#### [STATED PROBLEM]
Which lines in the listing below contain the word "cloud"? Copy each of them out.

***** INPUT MATERIAL

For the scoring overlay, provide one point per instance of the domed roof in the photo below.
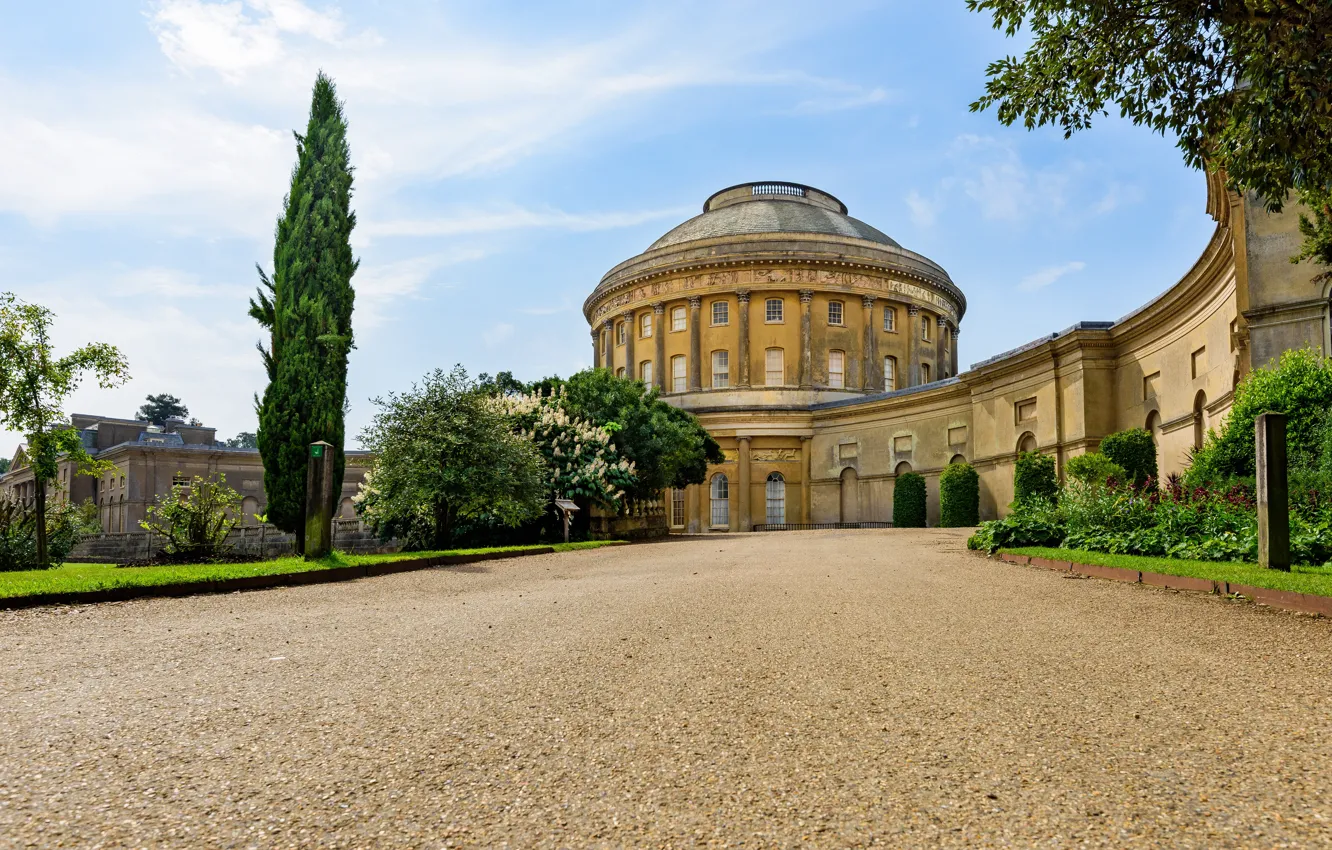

**********
***** INPUT MATERIAL

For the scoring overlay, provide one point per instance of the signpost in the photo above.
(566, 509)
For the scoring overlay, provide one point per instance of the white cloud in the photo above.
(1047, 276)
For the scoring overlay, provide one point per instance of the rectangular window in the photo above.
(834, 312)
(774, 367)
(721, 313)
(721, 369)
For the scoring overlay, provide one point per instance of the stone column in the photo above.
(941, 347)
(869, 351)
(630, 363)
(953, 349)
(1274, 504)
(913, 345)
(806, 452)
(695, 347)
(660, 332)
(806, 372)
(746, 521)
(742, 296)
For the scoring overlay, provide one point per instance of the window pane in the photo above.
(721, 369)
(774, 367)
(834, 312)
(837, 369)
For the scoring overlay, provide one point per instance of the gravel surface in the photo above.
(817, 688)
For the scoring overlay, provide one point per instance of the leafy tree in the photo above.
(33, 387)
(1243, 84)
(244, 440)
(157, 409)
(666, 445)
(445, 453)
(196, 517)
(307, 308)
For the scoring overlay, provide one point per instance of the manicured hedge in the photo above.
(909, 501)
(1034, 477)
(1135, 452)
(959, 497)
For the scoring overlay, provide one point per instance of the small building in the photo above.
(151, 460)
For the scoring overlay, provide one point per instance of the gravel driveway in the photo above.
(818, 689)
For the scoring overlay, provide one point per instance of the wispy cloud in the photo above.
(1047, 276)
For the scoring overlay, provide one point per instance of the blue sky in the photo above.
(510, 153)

**********

#### [FULL OUTPUT]
For the scoring overlay, provide one point per instance of the white cloud in the photo above.
For the scoring overlay, provide one point per instance of the wispy cloud in the photo above.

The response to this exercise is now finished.